PROBLEM TO WORK ON: Find each line below that contains the word "hillside", and copy every one of those lines.

THE RECORDS:
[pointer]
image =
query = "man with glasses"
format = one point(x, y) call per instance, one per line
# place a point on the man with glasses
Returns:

==

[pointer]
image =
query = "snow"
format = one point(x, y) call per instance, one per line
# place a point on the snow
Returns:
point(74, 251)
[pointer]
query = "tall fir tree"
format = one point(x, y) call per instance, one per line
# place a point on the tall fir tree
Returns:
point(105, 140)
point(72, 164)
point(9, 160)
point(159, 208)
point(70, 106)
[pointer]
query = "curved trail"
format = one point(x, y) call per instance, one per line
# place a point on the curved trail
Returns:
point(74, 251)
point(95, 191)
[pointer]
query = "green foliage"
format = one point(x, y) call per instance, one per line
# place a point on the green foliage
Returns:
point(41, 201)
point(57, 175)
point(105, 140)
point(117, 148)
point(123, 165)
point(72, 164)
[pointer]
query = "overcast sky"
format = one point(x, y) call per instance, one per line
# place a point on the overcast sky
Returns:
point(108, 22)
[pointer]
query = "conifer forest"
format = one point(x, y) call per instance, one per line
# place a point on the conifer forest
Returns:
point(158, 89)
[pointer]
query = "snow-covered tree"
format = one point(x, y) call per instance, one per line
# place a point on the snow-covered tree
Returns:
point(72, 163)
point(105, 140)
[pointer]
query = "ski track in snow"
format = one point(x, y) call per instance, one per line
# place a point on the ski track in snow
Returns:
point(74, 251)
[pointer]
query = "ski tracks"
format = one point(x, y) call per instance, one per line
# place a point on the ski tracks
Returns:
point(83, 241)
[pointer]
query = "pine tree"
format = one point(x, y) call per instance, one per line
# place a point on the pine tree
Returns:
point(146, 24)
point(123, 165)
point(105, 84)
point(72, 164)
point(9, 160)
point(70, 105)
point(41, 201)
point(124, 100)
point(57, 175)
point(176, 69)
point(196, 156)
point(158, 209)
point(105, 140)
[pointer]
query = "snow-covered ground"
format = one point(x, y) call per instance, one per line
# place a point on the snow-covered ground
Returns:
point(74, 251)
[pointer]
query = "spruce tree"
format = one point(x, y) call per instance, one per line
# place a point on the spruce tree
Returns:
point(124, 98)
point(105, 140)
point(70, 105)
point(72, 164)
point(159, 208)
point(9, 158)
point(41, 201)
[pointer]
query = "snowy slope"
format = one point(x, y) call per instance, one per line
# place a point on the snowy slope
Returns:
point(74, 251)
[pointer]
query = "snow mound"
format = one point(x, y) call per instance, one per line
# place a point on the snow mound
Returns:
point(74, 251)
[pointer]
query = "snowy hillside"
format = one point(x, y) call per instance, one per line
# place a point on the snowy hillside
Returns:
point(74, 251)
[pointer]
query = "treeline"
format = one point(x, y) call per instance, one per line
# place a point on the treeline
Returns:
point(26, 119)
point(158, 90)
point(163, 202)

---

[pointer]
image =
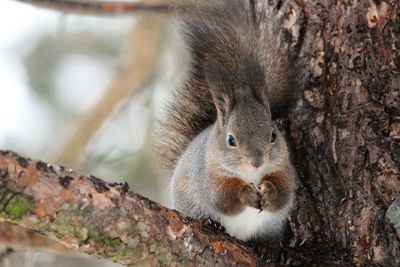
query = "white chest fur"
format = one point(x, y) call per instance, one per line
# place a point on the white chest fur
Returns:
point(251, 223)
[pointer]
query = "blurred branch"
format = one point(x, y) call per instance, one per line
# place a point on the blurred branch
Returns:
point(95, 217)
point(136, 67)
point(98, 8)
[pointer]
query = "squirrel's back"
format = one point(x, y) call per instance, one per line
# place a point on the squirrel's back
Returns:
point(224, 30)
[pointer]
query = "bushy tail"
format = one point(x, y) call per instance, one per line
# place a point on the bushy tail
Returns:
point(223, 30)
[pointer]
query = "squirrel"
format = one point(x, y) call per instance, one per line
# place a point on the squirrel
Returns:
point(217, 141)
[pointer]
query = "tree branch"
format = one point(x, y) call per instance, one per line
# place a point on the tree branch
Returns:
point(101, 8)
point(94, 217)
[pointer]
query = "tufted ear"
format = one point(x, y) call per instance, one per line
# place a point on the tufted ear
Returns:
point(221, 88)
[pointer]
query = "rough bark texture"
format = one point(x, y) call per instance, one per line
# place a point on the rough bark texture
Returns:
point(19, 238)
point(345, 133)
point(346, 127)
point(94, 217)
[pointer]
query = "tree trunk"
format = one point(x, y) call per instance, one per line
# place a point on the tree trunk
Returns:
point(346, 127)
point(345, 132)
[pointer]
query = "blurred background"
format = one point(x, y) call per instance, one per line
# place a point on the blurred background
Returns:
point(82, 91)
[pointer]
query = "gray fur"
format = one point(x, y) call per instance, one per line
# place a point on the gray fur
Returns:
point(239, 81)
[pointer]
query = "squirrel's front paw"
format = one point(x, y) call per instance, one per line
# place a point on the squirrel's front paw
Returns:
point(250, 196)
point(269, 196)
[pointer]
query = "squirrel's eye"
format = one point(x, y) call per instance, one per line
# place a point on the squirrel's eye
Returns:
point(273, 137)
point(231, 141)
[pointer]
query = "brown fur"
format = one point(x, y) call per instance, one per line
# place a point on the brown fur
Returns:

RESPONSE BELOW:
query = "snowy hillside"
# place a point on the snowy hillside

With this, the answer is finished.